EXERCISE TASK:
Copy out every one of the entries below word for word, without changing anything.

______

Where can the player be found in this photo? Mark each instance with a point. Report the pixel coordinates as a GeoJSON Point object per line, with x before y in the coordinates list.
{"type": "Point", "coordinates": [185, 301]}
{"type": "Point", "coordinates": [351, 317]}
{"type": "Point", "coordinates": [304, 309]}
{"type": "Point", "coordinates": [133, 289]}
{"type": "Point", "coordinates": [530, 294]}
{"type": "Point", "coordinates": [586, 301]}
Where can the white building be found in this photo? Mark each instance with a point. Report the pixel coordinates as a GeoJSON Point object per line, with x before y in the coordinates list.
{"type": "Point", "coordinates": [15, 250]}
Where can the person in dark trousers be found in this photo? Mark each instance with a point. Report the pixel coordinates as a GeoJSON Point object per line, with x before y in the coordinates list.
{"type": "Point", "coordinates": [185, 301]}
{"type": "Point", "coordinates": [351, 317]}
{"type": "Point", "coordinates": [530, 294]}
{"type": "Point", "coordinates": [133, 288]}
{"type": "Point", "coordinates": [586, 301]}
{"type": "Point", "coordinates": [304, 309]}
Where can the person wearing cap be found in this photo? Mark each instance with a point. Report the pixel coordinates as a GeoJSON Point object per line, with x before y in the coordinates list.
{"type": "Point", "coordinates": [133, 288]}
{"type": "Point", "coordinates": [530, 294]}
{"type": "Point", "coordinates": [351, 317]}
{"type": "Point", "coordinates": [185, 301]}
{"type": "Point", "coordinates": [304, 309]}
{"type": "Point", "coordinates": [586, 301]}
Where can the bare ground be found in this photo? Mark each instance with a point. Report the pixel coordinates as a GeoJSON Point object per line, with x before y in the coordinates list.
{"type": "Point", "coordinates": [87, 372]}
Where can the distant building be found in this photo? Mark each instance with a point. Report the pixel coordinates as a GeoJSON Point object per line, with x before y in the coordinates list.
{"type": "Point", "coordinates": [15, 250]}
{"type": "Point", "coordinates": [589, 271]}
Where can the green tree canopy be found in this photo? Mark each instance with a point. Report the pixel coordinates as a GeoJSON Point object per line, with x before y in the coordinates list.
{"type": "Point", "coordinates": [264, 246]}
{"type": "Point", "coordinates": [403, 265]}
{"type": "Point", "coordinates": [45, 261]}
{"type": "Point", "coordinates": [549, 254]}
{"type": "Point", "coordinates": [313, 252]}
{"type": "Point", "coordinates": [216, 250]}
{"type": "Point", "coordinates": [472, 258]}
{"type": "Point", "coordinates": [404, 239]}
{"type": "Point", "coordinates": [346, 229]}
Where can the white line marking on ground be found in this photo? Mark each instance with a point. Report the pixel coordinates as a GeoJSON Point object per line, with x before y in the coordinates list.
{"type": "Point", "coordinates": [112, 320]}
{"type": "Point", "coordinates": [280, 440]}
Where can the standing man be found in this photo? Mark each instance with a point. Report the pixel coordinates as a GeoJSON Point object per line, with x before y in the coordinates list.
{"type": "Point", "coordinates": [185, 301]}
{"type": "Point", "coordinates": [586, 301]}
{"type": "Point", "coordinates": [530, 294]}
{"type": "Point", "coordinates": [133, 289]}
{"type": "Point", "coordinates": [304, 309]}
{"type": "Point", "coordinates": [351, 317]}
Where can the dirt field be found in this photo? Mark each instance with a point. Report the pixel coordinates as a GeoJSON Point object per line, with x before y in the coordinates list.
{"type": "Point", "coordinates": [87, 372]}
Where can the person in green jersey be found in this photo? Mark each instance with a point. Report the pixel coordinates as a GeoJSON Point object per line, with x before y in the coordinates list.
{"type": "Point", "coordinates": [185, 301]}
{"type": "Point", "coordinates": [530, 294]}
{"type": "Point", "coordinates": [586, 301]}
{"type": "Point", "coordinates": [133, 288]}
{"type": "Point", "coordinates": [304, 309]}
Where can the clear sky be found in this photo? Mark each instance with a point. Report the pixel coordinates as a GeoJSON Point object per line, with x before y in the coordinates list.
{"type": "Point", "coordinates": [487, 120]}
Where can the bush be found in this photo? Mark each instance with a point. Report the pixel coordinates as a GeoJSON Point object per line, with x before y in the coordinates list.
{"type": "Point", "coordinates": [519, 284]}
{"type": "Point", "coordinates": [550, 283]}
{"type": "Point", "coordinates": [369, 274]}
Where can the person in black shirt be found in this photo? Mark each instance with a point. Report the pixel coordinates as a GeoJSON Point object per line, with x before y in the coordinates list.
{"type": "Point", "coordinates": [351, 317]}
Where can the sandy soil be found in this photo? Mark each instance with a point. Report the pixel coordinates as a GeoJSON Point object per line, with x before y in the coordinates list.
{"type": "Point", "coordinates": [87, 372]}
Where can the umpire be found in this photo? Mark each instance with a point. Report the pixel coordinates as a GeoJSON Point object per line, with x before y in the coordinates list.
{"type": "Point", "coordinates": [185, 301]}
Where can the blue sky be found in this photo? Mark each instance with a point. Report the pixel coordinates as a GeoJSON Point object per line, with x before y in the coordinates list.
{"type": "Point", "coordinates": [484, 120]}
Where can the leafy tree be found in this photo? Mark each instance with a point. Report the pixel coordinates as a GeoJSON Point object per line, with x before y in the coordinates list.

______

SOLUTION TO THIS EXERCISE:
Where can the player be found in this photo? Mark each instance with a point. Report the pixel coordinates as a GeoJSON Point object per line, with x before y in the coordinates list.
{"type": "Point", "coordinates": [185, 301]}
{"type": "Point", "coordinates": [351, 317]}
{"type": "Point", "coordinates": [304, 309]}
{"type": "Point", "coordinates": [133, 289]}
{"type": "Point", "coordinates": [530, 294]}
{"type": "Point", "coordinates": [586, 301]}
Where can the white building be found in this photo? Mark each instance with a point. Report the pixel coordinates as a GeoJSON Point object per line, with x before y in the coordinates list.
{"type": "Point", "coordinates": [15, 250]}
Where can the person in dark trousers be found in this photo? Mark each instance with a point. Report the pixel coordinates as a GeoJSON Point object per line, with x before y in the coordinates list.
{"type": "Point", "coordinates": [185, 301]}
{"type": "Point", "coordinates": [351, 317]}
{"type": "Point", "coordinates": [530, 294]}
{"type": "Point", "coordinates": [133, 288]}
{"type": "Point", "coordinates": [586, 301]}
{"type": "Point", "coordinates": [304, 309]}
Where can the person wearing cap be found in this photo? Mark each instance with a point. Report the pixel coordinates as a GeoJSON Point object per line, with x before y in the coordinates list.
{"type": "Point", "coordinates": [133, 288]}
{"type": "Point", "coordinates": [530, 294]}
{"type": "Point", "coordinates": [351, 317]}
{"type": "Point", "coordinates": [185, 301]}
{"type": "Point", "coordinates": [304, 309]}
{"type": "Point", "coordinates": [586, 301]}
Where can the bare ground be found in this photo? Mark each instance with a point. Report the pixel coordinates as a GeoJSON Point object per line, with x before y in the coordinates list.
{"type": "Point", "coordinates": [87, 372]}
Where can the distant building be found in this photo? Mark each instance with a point. Report the pixel coordinates as a GeoJSON Point object per line, with x before y in the coordinates list.
{"type": "Point", "coordinates": [15, 250]}
{"type": "Point", "coordinates": [589, 271]}
Where can the green tree canopy be found in this photo? Mark each instance with a point. Report the pixel coordinates as a GeoJSON Point object per line, with x before y in the coordinates list.
{"type": "Point", "coordinates": [264, 246]}
{"type": "Point", "coordinates": [403, 265]}
{"type": "Point", "coordinates": [45, 261]}
{"type": "Point", "coordinates": [549, 254]}
{"type": "Point", "coordinates": [313, 252]}
{"type": "Point", "coordinates": [216, 250]}
{"type": "Point", "coordinates": [472, 258]}
{"type": "Point", "coordinates": [404, 239]}
{"type": "Point", "coordinates": [346, 229]}
Where can the white line marking on ground be found in this photo? Mark each instance with a point. Report the pixel coordinates as a GeoJSON Point object per line, with x before y in the coordinates list.
{"type": "Point", "coordinates": [112, 320]}
{"type": "Point", "coordinates": [280, 440]}
Where can the standing man be found in this photo? Mark each instance with a point. Report the pixel coordinates as a GeoJSON Point object per line, with x before y in the coordinates list.
{"type": "Point", "coordinates": [185, 301]}
{"type": "Point", "coordinates": [586, 301]}
{"type": "Point", "coordinates": [530, 294]}
{"type": "Point", "coordinates": [133, 289]}
{"type": "Point", "coordinates": [304, 309]}
{"type": "Point", "coordinates": [351, 317]}
Where can the dirt field be found in this photo? Mark each instance with a point. Report the pixel coordinates as a GeoJSON Point object per line, with x before y in the coordinates list.
{"type": "Point", "coordinates": [87, 372]}
Where can the person in green jersey be found in this photo? Mark each instance with a point. Report the pixel coordinates as a GeoJSON Point object per line, with x before y in the coordinates list.
{"type": "Point", "coordinates": [185, 301]}
{"type": "Point", "coordinates": [530, 294]}
{"type": "Point", "coordinates": [586, 301]}
{"type": "Point", "coordinates": [133, 288]}
{"type": "Point", "coordinates": [304, 309]}
Where can the clear sky be found in this photo? Mark each instance with a point. Report the pixel coordinates as a GeoJSON Point object per line, with x before y in the coordinates list.
{"type": "Point", "coordinates": [487, 120]}
Where can the bush be found in this photo? Mark each instance with a point. Report the pixel coordinates as a GeoJSON Point object per line, with x before y in the coordinates list.
{"type": "Point", "coordinates": [519, 284]}
{"type": "Point", "coordinates": [550, 283]}
{"type": "Point", "coordinates": [369, 274]}
Where can the person in black shirt be found in this photo? Mark each instance with a point. Report the pixel coordinates as a GeoJSON Point object per line, with x before y in the coordinates list.
{"type": "Point", "coordinates": [351, 317]}
Where can the sandy soil be found in this photo? Mark each instance with a point. Report the pixel coordinates as a GeoJSON Point object per line, with x before y in the coordinates list.
{"type": "Point", "coordinates": [87, 372]}
Where can the umpire be found in this photo? Mark each instance with a point. Report the pixel coordinates as a GeoJSON Point object per line, with x before y in the coordinates list.
{"type": "Point", "coordinates": [185, 301]}
Where can the blue sky be found in this photo? Mark each instance with a point. Report the pixel coordinates as a GeoJSON Point object per line, with x before y in the coordinates list.
{"type": "Point", "coordinates": [484, 120]}
Where can the leafy tree be found in this photo? Mark each instance with a point. Report the pixel coordinates as a GeoJSON Point object per line, with x before y in the coordinates list.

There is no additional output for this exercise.